- Exercise:
Could you pull out every line of the material below that contains the word "wall"?

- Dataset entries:
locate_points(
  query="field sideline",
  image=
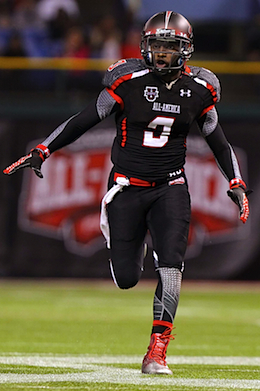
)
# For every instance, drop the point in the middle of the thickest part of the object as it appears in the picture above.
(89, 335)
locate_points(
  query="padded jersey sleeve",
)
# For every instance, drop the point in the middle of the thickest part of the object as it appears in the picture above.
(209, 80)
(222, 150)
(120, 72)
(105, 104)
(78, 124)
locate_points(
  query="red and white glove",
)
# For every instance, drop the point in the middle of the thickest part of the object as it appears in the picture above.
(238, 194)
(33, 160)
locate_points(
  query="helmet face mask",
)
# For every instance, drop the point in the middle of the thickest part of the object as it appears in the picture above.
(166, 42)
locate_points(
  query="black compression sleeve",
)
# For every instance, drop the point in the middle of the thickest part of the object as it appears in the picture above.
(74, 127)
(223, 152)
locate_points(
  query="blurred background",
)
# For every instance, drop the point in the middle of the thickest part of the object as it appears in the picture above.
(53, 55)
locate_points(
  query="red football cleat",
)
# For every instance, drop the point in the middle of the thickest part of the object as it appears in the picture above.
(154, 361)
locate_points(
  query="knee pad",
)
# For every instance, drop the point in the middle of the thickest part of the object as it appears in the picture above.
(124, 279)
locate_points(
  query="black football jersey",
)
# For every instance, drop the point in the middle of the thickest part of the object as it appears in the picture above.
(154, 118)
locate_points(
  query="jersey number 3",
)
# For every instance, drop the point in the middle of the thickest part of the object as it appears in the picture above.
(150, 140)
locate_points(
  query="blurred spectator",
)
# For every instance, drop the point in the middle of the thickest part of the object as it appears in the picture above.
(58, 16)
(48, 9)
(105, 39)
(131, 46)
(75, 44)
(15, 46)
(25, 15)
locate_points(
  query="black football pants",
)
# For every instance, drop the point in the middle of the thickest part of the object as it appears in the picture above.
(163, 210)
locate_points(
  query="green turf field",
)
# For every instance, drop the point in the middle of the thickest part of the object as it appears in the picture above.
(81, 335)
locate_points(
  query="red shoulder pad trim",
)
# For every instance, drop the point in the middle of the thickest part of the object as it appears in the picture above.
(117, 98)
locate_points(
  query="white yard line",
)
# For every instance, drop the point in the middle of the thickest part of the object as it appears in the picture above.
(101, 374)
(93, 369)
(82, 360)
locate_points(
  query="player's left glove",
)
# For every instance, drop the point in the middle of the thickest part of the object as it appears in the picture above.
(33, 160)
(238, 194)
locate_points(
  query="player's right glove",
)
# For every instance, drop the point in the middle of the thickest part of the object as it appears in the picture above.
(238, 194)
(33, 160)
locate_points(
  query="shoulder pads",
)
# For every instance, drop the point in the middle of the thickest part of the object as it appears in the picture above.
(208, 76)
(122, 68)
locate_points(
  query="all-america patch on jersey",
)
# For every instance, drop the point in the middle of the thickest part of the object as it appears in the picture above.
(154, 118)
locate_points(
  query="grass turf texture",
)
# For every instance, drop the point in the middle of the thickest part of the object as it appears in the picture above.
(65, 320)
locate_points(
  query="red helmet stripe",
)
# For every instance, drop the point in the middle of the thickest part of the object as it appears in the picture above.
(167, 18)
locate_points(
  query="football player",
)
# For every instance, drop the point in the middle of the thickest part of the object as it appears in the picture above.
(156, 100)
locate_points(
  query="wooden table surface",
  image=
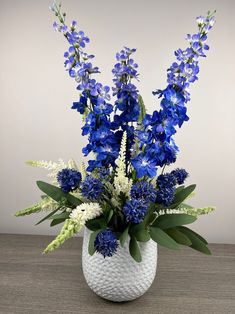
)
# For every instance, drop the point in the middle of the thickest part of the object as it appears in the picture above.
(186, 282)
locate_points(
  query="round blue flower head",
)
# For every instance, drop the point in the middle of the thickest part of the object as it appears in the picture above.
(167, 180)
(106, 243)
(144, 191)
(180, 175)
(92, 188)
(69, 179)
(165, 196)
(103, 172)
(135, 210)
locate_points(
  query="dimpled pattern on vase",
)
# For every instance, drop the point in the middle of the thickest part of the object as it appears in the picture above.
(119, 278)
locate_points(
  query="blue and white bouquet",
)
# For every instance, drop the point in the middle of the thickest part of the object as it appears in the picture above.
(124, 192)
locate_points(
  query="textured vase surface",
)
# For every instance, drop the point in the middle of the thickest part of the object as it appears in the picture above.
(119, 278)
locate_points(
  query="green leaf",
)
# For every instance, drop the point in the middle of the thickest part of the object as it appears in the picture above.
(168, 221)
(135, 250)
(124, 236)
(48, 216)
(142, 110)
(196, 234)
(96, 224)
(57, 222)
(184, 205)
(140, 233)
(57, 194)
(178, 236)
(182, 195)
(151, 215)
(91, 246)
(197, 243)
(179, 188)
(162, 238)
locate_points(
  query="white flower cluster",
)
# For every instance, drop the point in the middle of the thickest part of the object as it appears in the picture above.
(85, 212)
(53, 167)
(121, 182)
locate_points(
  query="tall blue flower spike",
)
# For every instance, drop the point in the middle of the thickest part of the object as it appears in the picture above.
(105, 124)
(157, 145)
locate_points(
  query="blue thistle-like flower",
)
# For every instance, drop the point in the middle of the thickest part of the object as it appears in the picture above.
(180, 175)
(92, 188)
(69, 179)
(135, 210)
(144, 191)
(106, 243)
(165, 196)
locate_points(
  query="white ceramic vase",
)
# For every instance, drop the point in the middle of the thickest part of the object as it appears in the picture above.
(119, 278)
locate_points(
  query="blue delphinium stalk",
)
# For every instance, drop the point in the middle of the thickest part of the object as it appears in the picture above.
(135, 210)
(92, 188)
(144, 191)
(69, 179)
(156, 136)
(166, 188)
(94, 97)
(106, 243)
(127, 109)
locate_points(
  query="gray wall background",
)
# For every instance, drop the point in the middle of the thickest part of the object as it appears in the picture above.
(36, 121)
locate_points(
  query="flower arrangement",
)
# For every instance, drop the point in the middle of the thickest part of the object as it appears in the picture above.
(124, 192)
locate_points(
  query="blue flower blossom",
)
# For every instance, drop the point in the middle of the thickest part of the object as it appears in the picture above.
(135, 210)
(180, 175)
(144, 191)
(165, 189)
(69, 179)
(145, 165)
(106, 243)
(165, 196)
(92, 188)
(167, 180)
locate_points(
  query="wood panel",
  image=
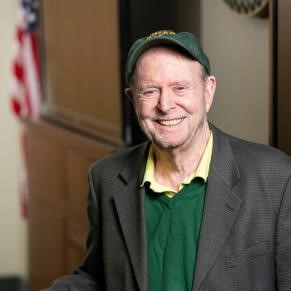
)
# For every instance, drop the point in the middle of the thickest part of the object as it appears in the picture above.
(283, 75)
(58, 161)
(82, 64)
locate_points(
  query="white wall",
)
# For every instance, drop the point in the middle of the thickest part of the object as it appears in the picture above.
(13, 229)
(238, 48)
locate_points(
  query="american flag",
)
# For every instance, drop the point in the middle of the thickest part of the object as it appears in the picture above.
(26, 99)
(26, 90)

...

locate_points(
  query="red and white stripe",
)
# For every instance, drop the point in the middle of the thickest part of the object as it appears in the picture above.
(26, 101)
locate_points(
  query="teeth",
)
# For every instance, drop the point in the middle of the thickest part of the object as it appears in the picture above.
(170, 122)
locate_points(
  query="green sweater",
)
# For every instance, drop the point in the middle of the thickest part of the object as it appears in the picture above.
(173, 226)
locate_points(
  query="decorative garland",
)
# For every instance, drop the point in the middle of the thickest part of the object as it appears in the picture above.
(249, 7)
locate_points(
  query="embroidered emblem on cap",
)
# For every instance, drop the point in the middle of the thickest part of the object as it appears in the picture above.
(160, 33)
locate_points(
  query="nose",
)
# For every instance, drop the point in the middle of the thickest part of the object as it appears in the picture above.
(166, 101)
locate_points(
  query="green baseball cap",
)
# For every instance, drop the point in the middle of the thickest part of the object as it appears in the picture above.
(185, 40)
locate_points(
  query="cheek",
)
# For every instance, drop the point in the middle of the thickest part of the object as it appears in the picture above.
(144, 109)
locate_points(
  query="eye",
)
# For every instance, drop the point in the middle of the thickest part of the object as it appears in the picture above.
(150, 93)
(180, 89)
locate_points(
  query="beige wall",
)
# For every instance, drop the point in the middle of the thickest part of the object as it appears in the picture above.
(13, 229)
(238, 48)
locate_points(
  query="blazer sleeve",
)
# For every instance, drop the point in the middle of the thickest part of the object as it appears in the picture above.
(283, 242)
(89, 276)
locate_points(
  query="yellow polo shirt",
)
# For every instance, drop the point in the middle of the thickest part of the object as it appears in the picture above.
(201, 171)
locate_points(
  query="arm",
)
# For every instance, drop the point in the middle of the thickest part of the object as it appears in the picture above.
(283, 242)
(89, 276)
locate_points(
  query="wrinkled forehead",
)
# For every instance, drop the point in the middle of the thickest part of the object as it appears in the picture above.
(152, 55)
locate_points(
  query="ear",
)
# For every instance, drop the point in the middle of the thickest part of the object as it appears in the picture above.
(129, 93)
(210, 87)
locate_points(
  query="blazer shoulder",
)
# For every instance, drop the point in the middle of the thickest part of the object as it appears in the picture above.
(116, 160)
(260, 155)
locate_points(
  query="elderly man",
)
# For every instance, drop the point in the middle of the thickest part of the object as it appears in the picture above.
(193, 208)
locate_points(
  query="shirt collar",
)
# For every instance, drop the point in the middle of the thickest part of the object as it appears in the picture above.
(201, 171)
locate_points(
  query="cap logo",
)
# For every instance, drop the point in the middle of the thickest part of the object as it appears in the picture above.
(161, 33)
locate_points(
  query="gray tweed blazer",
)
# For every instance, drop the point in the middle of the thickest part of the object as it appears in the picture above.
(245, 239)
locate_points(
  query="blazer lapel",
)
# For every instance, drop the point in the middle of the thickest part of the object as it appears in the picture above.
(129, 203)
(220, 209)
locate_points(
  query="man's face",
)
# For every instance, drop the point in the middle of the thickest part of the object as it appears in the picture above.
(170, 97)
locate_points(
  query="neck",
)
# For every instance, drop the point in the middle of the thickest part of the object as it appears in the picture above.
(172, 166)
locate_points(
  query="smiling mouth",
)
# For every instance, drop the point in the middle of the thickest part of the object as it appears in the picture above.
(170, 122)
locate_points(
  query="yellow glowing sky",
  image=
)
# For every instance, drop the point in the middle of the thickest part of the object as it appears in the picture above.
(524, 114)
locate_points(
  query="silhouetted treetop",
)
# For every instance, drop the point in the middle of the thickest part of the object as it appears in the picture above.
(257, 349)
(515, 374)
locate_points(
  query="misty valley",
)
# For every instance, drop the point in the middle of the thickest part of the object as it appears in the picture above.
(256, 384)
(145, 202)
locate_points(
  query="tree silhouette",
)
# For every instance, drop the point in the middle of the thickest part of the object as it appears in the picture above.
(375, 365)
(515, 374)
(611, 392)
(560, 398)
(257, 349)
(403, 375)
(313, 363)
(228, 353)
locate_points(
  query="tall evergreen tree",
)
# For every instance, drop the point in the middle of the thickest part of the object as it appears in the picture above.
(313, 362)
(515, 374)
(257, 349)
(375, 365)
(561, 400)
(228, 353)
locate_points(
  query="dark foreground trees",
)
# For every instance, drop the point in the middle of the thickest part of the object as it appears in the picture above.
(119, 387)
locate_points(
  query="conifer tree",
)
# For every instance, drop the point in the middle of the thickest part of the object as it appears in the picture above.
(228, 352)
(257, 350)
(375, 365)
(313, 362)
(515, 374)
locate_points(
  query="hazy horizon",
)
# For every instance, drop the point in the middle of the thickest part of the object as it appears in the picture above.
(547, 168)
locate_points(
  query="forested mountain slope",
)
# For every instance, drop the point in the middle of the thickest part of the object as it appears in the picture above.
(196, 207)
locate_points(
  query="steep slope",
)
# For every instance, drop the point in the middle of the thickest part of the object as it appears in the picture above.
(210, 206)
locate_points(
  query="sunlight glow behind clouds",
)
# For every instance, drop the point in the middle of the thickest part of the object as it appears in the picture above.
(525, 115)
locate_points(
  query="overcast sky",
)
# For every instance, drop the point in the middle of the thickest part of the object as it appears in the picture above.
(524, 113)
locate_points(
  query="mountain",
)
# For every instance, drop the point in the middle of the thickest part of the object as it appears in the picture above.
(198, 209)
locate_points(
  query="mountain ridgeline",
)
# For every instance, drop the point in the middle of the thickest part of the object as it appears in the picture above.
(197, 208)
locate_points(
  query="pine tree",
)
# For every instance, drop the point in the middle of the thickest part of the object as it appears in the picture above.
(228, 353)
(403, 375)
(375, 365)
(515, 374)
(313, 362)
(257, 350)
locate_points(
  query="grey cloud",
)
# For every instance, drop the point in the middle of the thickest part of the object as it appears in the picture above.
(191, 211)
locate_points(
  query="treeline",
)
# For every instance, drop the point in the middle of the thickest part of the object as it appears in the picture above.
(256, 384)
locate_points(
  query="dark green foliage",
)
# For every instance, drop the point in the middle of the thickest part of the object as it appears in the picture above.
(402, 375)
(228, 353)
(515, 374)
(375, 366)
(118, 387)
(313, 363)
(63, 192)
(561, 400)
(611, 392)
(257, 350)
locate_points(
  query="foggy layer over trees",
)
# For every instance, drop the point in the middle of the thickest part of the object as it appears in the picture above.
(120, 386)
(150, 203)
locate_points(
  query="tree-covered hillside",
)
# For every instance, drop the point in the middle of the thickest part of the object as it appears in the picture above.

---

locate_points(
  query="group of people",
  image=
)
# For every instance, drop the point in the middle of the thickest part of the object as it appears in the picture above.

- Expected answer:
  query="gray wall background",
  query="white wall",
  query="beige wall",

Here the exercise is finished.